Textauszug
========================================================================
Freiheit der Meinungsäußerung

B.2

Sind Einschränkungen der Meinungsfreiheit eng definiert, transparent, und werden sie in Übereinstimmung mit internationalen Vereinbarungen, Gesetzen und Normen umgesetzt?

Indikator 24: Rechtliche Einschränkungen der Meinungsfreiheit, die mit internationalen und regionalen Vereinbarungen, Gesetzen und Standards in Einklang stehen, und Nachweise, dass diese von der Regierung und anderen zuständigen Behörden eingehalten werden.

Die Meinungsfreiheit ist in Art. 5 Abs. 1 Satz 1 GG garantiert und zwar sowohl in Wort, Schrift als auch in Bildern. Art. 5 Abs. 1 Satz 2 GG schützt außerdem die Presse-, Berichterstattungs- und Rundfunkfreiheit. Die Meinungsfreiheit gilt nicht nur für Deutsche, sondern auch für ausländische Staatsangehörige. Es handelt sich bei der Meinungsäußerungsfreiheit also um ein sogenanntes Jedermanngrundrecht.1 Der Schutz des Art. 5 GG genügt dem Schutzumfang, den internationale und regionale völkerrechtliche Verträge zum Schutz von Menschenrechten vorsehen.

Rassistische Hetze oder Antisemitismus sind strafbar. Es ist auch verboten, Ideen des Nationalsozialismus zu verbreiten, den Holocaust zu leugnen oder die Ideologie des Nationalsozialismus zu verherrlichen.
========================================================================
Aufgaben
• a. Fasse den Textauszug zur Meinungsfreiheit in zwei Sätzen zusammen.
• b. Schreibe aus dem Textauszug zur Meinungsfreiheit den Abschnitt von „Sind Einschränkungen der“ bis einschließlich „und Normen umgesetzt?“ wortgetreu ab.
• c. Gib den Absatz des Textauszugs zur Meinungsfreiheit, der mit „Die Meinungsfreiheit ist in Art. 5“ beginnt, als knappe Stichpunktliste wieder.

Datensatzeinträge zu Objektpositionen
========================================================================
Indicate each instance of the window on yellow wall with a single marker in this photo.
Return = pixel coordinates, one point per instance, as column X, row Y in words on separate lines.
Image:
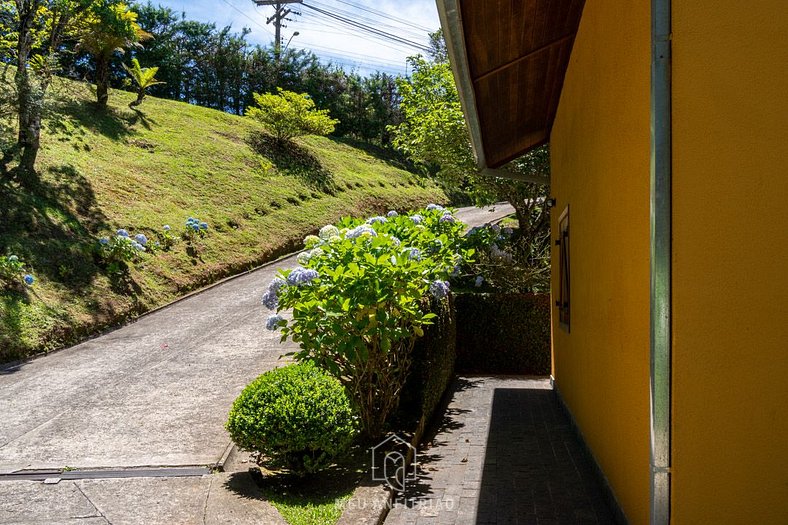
column 562, row 242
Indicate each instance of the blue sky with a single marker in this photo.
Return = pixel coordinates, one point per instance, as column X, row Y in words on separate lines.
column 326, row 37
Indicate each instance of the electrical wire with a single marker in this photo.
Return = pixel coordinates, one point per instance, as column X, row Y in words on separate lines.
column 368, row 29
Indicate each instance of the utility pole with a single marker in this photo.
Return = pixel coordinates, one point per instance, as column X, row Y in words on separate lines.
column 281, row 14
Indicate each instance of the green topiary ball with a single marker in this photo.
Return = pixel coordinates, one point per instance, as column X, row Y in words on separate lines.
column 297, row 417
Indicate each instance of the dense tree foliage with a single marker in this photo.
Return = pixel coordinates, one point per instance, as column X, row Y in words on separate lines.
column 433, row 132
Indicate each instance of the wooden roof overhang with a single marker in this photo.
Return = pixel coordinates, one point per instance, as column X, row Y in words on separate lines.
column 509, row 59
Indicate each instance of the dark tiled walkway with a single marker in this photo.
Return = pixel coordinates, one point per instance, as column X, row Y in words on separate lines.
column 505, row 453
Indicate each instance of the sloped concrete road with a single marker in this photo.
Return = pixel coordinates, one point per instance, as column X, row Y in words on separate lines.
column 154, row 393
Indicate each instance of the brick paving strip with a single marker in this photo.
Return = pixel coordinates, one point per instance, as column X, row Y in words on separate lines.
column 504, row 453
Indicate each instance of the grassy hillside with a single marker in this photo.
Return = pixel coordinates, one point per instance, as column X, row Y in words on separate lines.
column 140, row 170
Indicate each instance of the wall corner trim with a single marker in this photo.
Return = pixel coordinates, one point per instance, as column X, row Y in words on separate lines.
column 661, row 254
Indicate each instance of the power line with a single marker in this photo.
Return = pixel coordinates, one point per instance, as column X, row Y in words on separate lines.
column 383, row 14
column 369, row 29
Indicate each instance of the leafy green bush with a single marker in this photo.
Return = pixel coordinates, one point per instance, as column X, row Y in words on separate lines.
column 288, row 115
column 358, row 303
column 12, row 272
column 117, row 251
column 296, row 417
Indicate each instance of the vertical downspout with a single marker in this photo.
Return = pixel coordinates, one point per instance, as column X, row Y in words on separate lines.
column 661, row 171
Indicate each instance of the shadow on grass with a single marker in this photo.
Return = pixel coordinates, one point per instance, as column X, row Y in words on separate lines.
column 390, row 156
column 74, row 116
column 51, row 224
column 295, row 161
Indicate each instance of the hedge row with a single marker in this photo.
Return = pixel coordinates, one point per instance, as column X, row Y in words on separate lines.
column 503, row 333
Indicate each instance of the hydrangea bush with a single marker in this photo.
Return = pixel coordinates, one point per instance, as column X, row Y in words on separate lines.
column 358, row 301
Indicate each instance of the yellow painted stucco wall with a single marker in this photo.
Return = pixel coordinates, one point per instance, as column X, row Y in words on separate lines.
column 600, row 169
column 730, row 262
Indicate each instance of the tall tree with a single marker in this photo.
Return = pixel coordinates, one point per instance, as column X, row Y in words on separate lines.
column 109, row 27
column 33, row 33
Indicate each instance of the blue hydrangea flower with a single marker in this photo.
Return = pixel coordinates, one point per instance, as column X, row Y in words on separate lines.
column 273, row 321
column 413, row 253
column 439, row 289
column 328, row 231
column 270, row 300
column 358, row 231
column 301, row 276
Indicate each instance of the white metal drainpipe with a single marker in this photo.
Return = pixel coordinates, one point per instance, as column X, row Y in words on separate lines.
column 661, row 171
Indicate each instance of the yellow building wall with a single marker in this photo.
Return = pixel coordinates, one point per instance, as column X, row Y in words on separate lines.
column 730, row 262
column 600, row 168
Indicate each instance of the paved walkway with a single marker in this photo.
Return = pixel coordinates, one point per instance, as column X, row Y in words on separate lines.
column 154, row 393
column 504, row 454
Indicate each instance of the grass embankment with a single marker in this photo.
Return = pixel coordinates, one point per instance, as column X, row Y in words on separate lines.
column 139, row 170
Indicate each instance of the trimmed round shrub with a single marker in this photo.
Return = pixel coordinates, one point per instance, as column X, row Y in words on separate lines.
column 296, row 417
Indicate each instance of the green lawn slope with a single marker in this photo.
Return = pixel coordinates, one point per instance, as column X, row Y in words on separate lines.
column 165, row 162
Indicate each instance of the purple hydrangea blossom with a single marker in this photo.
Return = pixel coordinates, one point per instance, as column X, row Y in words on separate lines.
column 439, row 289
column 358, row 231
column 328, row 231
column 413, row 253
column 270, row 300
column 302, row 276
column 273, row 322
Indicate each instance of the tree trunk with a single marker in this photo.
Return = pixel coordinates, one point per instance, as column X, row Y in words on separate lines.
column 140, row 97
column 102, row 81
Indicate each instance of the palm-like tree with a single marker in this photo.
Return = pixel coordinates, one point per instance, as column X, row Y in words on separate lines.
column 109, row 27
column 143, row 77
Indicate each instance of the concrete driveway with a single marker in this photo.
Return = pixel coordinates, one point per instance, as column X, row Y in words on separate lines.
column 154, row 393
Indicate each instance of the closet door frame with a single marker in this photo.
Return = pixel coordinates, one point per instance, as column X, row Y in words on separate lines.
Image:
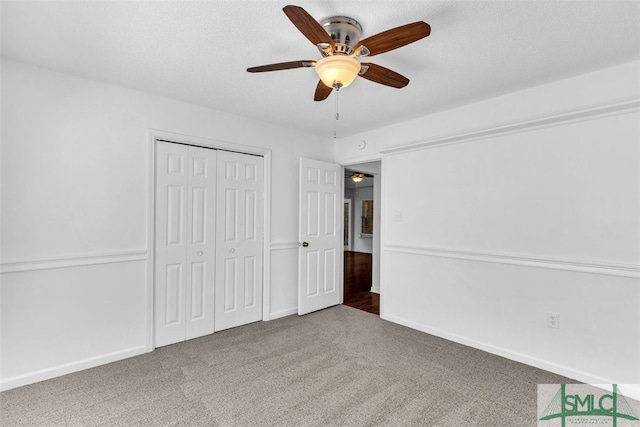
column 156, row 135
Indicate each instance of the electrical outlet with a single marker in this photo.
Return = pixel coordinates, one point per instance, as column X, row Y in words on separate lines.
column 553, row 320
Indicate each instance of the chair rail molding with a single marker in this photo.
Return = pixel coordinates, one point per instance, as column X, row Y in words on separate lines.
column 77, row 260
column 575, row 265
column 519, row 126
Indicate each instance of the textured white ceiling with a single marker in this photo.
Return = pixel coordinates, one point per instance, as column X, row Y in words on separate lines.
column 198, row 52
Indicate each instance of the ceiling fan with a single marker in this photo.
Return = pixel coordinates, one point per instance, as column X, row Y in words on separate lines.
column 357, row 176
column 338, row 40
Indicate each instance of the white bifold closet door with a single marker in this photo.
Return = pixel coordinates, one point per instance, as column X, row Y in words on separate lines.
column 238, row 294
column 184, row 242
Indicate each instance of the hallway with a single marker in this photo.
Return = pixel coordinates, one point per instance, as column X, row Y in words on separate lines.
column 357, row 283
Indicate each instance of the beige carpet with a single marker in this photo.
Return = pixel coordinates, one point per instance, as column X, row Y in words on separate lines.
column 336, row 367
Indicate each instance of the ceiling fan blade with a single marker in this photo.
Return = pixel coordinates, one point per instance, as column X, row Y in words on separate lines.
column 322, row 91
column 384, row 76
column 395, row 38
column 282, row 66
column 307, row 25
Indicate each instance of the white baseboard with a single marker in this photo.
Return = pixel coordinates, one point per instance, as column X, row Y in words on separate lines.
column 284, row 313
column 629, row 390
column 67, row 368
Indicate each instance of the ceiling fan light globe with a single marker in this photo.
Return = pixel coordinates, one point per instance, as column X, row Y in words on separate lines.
column 337, row 70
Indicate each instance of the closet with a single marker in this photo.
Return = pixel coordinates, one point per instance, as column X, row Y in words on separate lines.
column 208, row 241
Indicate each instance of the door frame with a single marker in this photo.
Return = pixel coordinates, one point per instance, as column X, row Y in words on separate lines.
column 380, row 207
column 349, row 221
column 155, row 135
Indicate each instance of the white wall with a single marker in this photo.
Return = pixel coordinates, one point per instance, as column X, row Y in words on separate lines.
column 530, row 204
column 75, row 215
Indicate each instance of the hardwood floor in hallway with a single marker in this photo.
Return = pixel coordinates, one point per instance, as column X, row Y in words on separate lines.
column 357, row 283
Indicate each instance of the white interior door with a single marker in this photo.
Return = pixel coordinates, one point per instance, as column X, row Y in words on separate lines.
column 184, row 242
column 239, row 241
column 320, row 219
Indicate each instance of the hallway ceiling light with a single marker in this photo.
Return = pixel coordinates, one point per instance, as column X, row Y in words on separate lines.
column 357, row 177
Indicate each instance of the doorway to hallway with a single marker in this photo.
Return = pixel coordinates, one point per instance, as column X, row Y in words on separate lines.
column 357, row 282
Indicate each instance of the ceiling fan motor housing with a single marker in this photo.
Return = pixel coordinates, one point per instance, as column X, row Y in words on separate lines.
column 345, row 33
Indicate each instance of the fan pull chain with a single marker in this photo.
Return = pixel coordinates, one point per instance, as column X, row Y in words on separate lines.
column 337, row 116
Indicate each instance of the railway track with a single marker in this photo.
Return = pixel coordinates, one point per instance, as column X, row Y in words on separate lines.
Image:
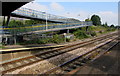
column 82, row 60
column 13, row 65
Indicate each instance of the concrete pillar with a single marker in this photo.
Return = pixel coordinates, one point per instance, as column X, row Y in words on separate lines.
column 15, row 40
column 3, row 21
column 86, row 28
column 8, row 19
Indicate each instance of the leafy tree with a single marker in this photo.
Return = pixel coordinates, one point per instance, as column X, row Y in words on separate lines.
column 87, row 19
column 96, row 20
column 112, row 26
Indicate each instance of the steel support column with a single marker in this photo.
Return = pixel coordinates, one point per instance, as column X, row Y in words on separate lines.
column 8, row 19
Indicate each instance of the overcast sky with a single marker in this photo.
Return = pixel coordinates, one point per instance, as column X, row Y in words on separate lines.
column 108, row 11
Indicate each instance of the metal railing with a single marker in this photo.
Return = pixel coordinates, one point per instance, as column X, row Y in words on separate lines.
column 41, row 27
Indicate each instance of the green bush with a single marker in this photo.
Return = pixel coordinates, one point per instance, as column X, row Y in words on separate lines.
column 93, row 34
column 80, row 34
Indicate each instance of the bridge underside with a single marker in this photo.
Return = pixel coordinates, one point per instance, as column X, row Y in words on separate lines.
column 8, row 7
column 34, row 18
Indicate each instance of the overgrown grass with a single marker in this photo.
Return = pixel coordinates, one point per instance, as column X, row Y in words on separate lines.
column 79, row 33
column 56, row 39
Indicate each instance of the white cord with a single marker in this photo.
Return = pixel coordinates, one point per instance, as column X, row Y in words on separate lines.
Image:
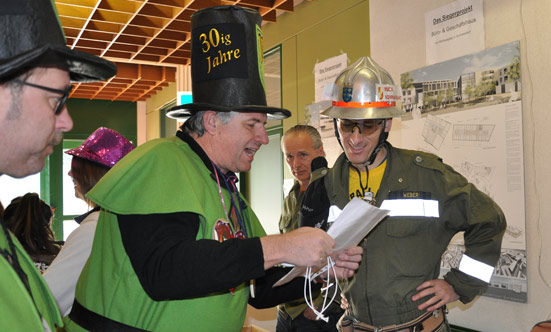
column 308, row 286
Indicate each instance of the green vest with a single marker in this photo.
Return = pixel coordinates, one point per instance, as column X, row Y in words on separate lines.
column 161, row 176
column 18, row 311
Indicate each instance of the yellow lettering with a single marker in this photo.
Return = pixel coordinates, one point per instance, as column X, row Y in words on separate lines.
column 222, row 56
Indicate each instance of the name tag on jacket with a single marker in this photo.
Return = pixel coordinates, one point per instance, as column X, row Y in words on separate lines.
column 411, row 204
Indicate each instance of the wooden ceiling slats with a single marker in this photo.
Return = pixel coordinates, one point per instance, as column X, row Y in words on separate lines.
column 146, row 39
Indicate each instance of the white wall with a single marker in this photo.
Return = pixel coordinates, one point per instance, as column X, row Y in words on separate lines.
column 398, row 45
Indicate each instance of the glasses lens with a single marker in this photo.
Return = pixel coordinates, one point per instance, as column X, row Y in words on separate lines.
column 364, row 127
column 63, row 100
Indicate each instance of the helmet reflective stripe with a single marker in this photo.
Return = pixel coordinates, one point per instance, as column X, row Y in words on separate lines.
column 364, row 90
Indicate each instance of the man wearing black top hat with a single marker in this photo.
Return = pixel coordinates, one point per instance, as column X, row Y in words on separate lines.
column 36, row 68
column 177, row 247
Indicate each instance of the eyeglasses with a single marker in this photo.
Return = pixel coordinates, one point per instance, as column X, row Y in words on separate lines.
column 61, row 101
column 366, row 127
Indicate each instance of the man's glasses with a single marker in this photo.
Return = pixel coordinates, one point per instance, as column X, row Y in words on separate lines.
column 364, row 126
column 61, row 101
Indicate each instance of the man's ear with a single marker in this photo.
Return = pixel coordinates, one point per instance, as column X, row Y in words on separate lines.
column 210, row 122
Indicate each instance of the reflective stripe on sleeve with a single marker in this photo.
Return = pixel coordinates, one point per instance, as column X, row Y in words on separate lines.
column 411, row 207
column 476, row 268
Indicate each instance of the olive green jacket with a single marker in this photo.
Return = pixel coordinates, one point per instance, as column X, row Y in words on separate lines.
column 403, row 252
========================================================================
Antworten je Aufgabe
• a. Art. 5 Abs. 1 GG garantiert die Meinungsfreiheit in Wort, Schrift und Bild sowie die Presse-, Berichterstattungs- und Rundfunkfreiheit, und zwar als Jedermanngrundrecht auch für ausländische Staatsangehörige. Rassistische Hetze und Antisemitismus sind strafbar, und verboten ist es auch, Ideen des Nationalsozialismus zu verbreiten, den Holocaust zu leugnen oder die Ideologie des Nationalsozialismus zu verherrlichen.

• b.
Sind Einschränkungen der Meinungsfreiheit eng definiert, transparent, und werden sie in Übereinstimmung mit internationalen Vereinbarungen, Gesetzen und Normen umgesetzt?

• c.
- Art. 5 Abs. 1 Satz 1 GG garantiert die Meinungsfreiheit in Wort, Schrift und Bild.
- Art. 5 Abs. 1 Satz 2 GG schützt die Presse-, Berichterstattungs- und Rundfunkfreiheit.
- Die Meinungsfreiheit gilt für Deutsche und für ausländische Staatsangehörige (Jedermanngrundrecht).
- Der Schutz des Art. 5 GG genügt dem Schutzumfang internationaler und regionaler Menschenrechtsverträge.